4 de noviembre de 2009

Henri Rousseau dramaturgo. Un análisis de Tristan Tzara

Tristan Tzara (1896-1963), cuyo verdadero nombre era Samuel Rosenstock, ensayista y poeta francés nacido en Rumania, es conocido principalmente por ser el fundador del movimiento dadaísta en 1916. Fue él quien escribió los primeros manifiestos del movimiento -en Zürich primero, y más tarde en París- en los que definía sus principios nihilistas, aunque, hacia 1930 abandonó el pesimismo y la esterilidad propios del dadaísmo y se interesó por el surrealismo. Son célebres sus instrucciones para hacer un poema dadaísta: "Tome un periódico y unas tijeras. Escoja en el periódico un artículo de la longitud que quiera darle a su poema. Recorte el artículo. Recorte en seguida con cuidado cada una de las palabras que forman el artículo y métalas en una bolsa. Agítela suavemente. Ahora saque cada recorte uno tras otro. Copie concienzudamente en el orden en que hayan salido de la bolsa. El poema se parecerá a usted, y será usted un escritor infinitamente original y de una sensibilidad hechizante, aunque el vulgo no lo comprenda".
Henri Rousseau (1844-1910), llamado El Aduanero, nació en Laval, Mayenne, Francia. Pintor aficionado, autodidacta, el más destacado representante del arte naïf, en 1886 hizo su primer envío al Deuxiéme Salón des Indépendants donde su obra fue elogiada por el pintor impresionista Camille Pissarro (1830-1903). Deseoso de perfeccionar su técnica obtuvo un carnet de copista en el Louvre. Posteriormente fue descubierto por el dramaturgo y poeta Alfred Jarry (1873-1907) quien le presentó al crítico de arte Remy de Gourmont (1858-1915) y al poeta Guillaume Apollinaire (1880-1918), el que más tarde le solicitaría un retrato junto a la pintora y grabadora Marie Laurecin (1883-1956). Así comenzó su carrera de pintor, realizando retratos y escenas parisinas para, hacia 1890 comenzar a elaborar composiciones muy originales, llenas de fantasía. Aunque sin formación académica, Rousseau manifestó una gran destreza en sus composiciones y en el uso del color.
Sin embargo no fue la pintura su única inclinación artística. En 1899 escribió "La vengeance d'une orpheline russe" (La venganza de una huérfana rusa), un drama en cinco actos y diecinueve cuadros, obra que mandará al director del Théâtre du Chátelet. Tras la muerte de Rousseau, Tzara obtuvo por medio del pintor francés Robert Delaunay (1885-1947), unos de los pioneros del arte abstracto, los manuscritos del Aduanero y en 1947 editó "La venganza..." junto a "Une visite a l'exposition de 1889" (Una visita a la exposición de 1889), un vodevil en tres actos y diez cuadros. La obra teatral de Rousseau formó parte de las bases que asentarían al teatro Dada y Surrealista, siendo admirada por toda la vanguardia de la época.

########################################

● INSTRUCCIÓN 1:
Enumera todas las líneas de los registros que contengan la palabra "duck".

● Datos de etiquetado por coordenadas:
########################################

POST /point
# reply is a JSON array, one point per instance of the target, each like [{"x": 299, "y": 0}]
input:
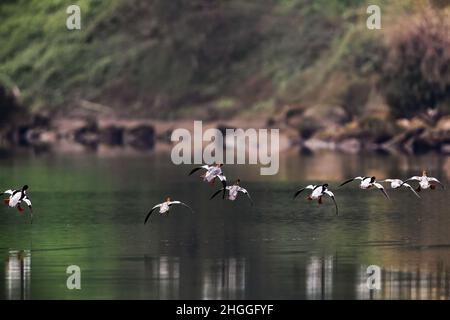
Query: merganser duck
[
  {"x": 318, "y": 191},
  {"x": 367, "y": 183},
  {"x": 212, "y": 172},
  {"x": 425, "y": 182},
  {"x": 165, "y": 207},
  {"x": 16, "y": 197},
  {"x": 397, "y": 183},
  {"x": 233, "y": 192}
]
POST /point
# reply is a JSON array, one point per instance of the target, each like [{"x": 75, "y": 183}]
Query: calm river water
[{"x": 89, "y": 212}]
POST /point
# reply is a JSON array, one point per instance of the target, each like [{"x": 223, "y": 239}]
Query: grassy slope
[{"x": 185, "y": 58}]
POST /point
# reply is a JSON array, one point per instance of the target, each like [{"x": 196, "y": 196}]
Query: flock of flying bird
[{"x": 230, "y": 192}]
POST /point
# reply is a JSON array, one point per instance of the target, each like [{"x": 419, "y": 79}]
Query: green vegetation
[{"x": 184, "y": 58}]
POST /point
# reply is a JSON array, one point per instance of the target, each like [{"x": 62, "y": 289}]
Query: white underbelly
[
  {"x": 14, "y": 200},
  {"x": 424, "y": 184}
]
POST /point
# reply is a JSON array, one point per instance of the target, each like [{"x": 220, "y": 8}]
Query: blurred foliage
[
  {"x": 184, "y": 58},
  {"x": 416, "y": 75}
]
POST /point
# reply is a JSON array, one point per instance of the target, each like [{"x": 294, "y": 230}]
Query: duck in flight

########################################

● INSTRUCCIÓN 2:
Reproduce sin cambios el pasaje del texto sobre Henri Rousseau como dramaturgo que empieza en "Sin embargo no" y termina en "de la época.".

● RESPUESTA 1:
Query: merganser duck
Query: duck in flight

● RESPUESTA 2:
Sin embargo no fue la pintura su única inclinación artística. En 1899 escribió "La vengeance d'une orpheline russe" (La venganza de una huérfana rusa), un drama en cinco actos y diecinueve cuadros, obra que mandará al director del Théâtre du Chátelet. Tras la muerte de Rousseau, Tzara obtuvo por medio del pintor francés Robert Delaunay (1885-1947), unos de los pioneros del arte abstracto, los manuscritos del Aduanero y en 1947 editó "La venganza..." junto a "Une visite a l'exposition de 1889" (Una visita a la exposición de 1889), un vodevil en tres actos y diez cuadros. La obra teatral de Rousseau formó parte de las bases que asentarían al teatro Dada y Surrealista, siendo admirada por toda la vanguardia de la época.